* [What the exercise asks]
Copy out the lines from the one containing "target | person standing" through the last line, and switch "small window" to "narrow window" while keeping everything else the same.

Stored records
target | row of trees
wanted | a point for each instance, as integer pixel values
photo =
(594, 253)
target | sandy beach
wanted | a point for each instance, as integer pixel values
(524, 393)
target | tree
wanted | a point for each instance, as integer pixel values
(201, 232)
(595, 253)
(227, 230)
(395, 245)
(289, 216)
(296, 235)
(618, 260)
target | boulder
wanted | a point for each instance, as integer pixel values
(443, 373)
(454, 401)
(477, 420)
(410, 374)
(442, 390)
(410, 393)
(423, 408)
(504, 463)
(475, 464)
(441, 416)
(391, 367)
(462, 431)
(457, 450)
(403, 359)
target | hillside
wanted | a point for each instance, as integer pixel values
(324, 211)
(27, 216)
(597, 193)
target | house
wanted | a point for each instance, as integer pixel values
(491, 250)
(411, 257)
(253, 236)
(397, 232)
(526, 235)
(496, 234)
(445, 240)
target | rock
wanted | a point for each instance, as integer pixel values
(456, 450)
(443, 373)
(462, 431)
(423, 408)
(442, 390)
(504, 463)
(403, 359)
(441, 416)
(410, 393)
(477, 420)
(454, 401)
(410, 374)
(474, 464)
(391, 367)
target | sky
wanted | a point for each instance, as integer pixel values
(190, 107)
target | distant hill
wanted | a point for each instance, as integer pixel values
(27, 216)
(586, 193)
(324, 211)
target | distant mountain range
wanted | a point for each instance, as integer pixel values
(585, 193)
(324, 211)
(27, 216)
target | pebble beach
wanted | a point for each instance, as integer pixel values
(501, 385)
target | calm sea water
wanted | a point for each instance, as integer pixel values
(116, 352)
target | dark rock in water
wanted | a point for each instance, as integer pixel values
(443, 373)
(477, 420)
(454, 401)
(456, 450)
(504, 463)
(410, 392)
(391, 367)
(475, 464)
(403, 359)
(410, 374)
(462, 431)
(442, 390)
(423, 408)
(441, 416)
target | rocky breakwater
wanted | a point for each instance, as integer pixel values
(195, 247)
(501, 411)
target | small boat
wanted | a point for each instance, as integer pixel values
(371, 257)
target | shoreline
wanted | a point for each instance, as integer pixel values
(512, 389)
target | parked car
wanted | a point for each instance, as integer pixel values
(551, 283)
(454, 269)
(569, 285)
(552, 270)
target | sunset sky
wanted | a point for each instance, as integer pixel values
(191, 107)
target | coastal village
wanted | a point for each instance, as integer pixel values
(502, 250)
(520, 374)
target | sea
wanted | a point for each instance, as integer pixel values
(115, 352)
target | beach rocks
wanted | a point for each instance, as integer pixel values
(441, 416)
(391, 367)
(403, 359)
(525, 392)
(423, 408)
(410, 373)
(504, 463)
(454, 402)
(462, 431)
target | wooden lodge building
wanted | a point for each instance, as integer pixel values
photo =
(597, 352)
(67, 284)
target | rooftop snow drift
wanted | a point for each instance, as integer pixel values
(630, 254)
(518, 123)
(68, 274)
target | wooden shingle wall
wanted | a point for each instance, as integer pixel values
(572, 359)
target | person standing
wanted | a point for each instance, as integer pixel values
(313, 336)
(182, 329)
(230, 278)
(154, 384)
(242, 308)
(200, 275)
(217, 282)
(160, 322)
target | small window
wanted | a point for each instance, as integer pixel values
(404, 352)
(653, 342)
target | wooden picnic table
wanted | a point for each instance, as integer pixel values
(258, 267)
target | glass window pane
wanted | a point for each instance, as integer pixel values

* [The result]
target | person standing
wanted | a point for each instance, as integer pixel values
(313, 336)
(182, 329)
(230, 278)
(154, 384)
(242, 308)
(200, 275)
(217, 282)
(160, 322)
target | narrow window
wanted | a point for each instance, as integer pixel values
(404, 352)
(653, 342)
target | wooden picnic table
wanted | a point for each instance, as integer pixel values
(258, 267)
target | glass window pane
wanted | a point for each instance, as integer pixel values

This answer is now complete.